Exercise instructions: Can you rewrite the part of the items that opens with the line containing "An <instance> block" and closes with the line containing "positive clicks: (598, 438)" as a Markdown table, with columns headed Row and Item line, one numbered row per line, leaving out blank lines?

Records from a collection
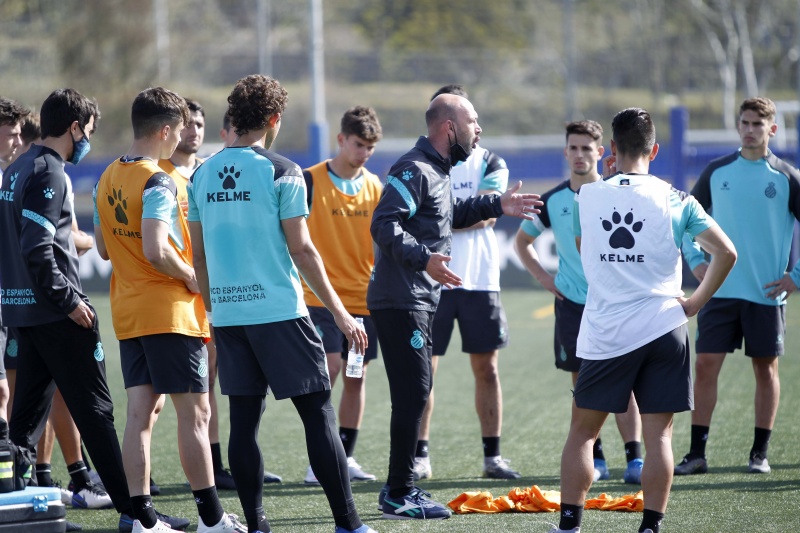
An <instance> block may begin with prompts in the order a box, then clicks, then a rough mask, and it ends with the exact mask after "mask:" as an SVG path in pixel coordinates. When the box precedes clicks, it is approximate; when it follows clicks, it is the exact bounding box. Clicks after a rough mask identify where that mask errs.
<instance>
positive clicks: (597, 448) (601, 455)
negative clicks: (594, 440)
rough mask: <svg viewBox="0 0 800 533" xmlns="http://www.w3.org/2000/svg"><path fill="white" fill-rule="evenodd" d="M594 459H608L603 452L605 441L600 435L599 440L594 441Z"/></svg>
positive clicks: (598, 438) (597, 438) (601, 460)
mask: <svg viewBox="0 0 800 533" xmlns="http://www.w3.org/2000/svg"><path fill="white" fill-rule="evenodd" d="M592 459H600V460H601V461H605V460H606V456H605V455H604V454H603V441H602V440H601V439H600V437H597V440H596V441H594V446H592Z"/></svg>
--
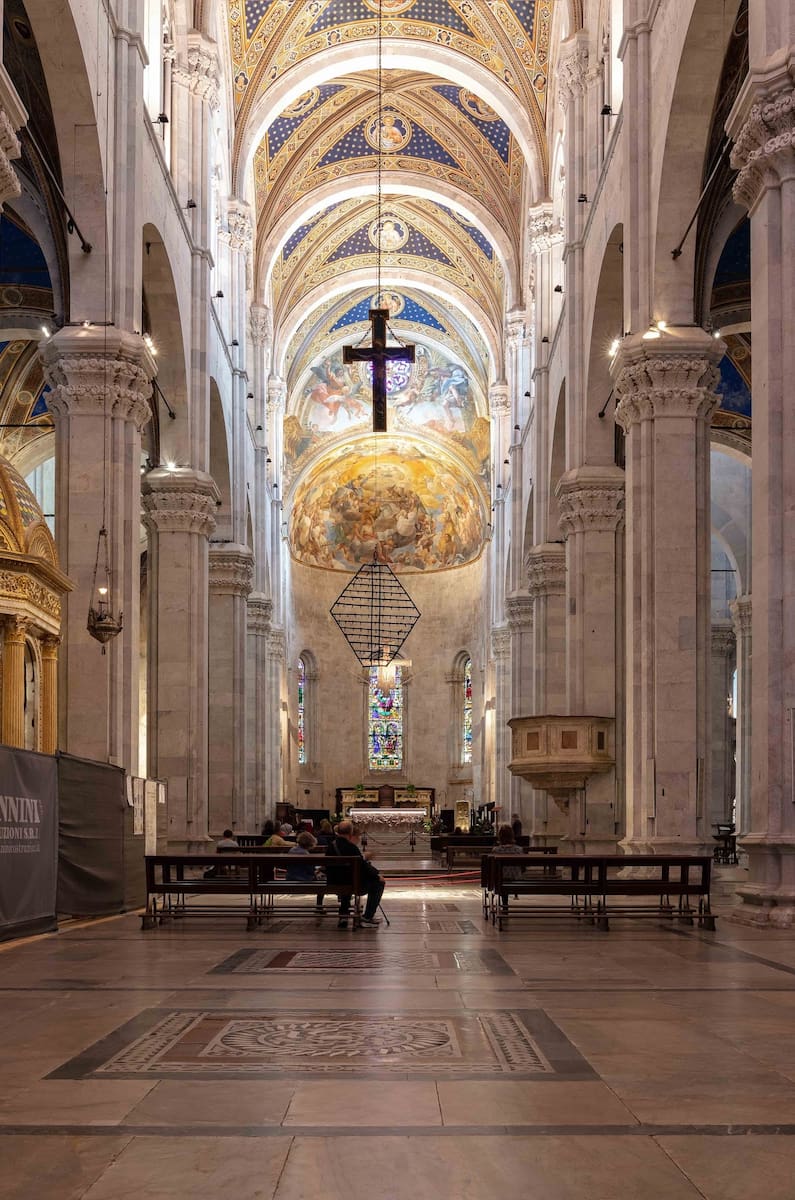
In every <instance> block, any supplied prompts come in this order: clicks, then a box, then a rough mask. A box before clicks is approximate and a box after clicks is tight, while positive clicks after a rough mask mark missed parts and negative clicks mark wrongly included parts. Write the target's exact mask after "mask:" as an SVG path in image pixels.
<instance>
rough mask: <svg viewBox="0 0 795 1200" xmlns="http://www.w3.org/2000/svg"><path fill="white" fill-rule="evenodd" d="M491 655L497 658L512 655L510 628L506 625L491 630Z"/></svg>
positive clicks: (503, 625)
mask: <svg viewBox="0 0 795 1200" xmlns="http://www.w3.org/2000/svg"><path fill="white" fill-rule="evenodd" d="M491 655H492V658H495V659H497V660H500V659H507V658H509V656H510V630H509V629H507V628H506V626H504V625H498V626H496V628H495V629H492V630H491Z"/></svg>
==
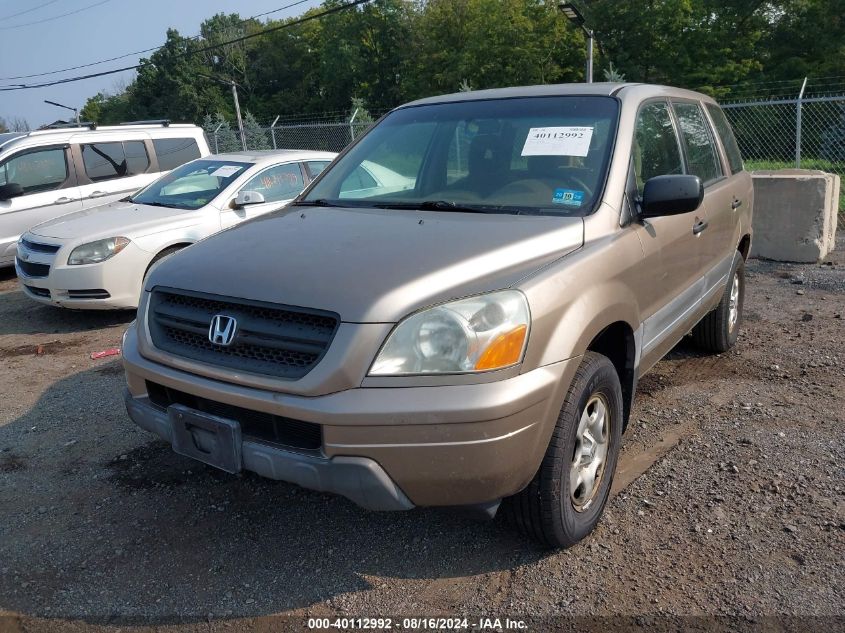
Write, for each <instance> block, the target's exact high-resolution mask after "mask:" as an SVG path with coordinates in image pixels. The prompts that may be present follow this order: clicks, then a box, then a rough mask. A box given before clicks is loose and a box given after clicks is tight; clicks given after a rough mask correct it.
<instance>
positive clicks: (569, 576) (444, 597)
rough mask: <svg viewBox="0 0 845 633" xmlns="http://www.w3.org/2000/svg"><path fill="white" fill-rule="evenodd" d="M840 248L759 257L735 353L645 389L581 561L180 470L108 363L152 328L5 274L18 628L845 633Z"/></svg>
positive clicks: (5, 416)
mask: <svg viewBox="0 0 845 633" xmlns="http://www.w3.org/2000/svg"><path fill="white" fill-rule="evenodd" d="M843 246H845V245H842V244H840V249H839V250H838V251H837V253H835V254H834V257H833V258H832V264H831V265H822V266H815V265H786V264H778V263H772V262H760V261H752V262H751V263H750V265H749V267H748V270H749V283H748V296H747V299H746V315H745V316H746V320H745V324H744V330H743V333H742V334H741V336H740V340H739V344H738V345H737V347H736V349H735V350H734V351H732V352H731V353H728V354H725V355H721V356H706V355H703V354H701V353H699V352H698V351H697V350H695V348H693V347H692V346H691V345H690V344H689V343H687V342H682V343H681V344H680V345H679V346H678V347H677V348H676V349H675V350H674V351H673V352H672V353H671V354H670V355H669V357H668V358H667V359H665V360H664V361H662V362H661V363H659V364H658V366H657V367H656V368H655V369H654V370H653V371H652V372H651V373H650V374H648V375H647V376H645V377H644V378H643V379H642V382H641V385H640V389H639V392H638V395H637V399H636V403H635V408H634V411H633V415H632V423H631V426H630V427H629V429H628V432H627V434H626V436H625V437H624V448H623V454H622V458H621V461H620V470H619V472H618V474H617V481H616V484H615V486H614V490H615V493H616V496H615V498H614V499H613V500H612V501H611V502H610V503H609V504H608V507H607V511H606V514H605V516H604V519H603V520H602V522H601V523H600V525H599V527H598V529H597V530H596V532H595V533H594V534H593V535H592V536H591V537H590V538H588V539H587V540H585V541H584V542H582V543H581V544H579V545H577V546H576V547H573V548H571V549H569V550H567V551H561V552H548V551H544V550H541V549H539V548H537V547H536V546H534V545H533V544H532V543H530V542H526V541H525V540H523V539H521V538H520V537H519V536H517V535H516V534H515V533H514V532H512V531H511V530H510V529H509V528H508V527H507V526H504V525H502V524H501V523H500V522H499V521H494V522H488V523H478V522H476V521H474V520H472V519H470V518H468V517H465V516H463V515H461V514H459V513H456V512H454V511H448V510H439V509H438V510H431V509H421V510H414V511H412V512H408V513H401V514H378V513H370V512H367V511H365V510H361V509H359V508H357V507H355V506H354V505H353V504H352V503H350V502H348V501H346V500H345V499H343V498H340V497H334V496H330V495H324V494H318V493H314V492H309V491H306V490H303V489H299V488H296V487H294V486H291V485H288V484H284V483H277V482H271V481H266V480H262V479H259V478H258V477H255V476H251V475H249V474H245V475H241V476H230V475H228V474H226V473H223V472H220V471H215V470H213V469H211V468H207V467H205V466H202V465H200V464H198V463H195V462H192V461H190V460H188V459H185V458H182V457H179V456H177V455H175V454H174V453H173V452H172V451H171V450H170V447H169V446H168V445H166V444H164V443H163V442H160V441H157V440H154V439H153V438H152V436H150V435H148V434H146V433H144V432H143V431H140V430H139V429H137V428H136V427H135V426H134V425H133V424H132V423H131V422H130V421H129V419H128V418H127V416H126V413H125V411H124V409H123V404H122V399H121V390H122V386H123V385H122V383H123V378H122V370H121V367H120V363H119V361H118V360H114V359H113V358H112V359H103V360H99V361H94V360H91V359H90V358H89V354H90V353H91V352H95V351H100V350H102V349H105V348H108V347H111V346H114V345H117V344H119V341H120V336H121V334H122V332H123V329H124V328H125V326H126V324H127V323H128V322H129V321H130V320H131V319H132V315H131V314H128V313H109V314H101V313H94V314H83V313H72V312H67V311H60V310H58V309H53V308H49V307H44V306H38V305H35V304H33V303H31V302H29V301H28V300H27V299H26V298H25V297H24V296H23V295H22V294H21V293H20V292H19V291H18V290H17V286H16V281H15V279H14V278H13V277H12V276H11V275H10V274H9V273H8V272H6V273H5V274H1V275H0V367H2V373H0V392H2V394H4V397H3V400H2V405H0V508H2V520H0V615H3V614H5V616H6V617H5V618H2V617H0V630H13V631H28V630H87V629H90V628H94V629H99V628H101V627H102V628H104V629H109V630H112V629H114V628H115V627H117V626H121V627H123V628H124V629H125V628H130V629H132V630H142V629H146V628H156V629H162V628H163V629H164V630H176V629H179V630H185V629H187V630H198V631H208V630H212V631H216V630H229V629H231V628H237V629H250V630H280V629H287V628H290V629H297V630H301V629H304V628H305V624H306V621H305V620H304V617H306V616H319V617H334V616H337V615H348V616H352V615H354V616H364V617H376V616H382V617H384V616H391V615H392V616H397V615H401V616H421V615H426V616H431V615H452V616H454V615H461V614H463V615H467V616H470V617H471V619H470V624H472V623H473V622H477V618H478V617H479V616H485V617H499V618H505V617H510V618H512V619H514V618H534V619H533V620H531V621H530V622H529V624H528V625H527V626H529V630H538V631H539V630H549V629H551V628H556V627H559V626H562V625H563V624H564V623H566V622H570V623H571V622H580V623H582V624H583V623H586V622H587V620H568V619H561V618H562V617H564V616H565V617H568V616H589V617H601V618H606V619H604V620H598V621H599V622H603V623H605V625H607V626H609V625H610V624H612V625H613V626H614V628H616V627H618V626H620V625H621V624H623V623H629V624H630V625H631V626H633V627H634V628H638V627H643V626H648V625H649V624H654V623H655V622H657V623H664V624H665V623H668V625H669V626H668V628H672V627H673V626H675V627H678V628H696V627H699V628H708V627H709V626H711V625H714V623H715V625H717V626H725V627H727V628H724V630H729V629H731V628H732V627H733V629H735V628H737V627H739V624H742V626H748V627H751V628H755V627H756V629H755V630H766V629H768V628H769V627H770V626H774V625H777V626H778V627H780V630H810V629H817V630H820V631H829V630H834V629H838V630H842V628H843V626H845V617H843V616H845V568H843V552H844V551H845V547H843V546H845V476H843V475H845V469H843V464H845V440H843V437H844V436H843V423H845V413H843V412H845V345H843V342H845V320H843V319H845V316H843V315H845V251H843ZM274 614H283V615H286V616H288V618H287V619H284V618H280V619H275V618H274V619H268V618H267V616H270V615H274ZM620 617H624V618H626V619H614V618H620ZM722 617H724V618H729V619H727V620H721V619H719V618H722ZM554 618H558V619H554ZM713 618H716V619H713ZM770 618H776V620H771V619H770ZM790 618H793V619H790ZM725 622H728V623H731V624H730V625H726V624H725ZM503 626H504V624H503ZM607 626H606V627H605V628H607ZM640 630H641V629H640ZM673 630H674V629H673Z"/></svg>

Solution to this task:
| Row | Item line |
|---|---|
| 1 | An <instance> block may begin with prompts in the order a box, then clicks, then a rough mask, and it ends with the exact mask after "mask:" as an SVG path in pixel coordinates. When the box precedes clicks, it is approximate; when it follows clicks, it is the exact bounding box. Clicks after a rough mask identify where that mask errs. |
| 2 | <instance> |
| 3 | positive clicks: (597, 448) (601, 455) |
| 4 | negative clicks: (594, 440) |
| 5 | rough mask: <svg viewBox="0 0 800 533" xmlns="http://www.w3.org/2000/svg"><path fill="white" fill-rule="evenodd" d="M594 459H608L603 452L605 441L600 435L599 440L594 441Z"/></svg> |
| 6 | positive clicks: (598, 438) (597, 438) (601, 460) |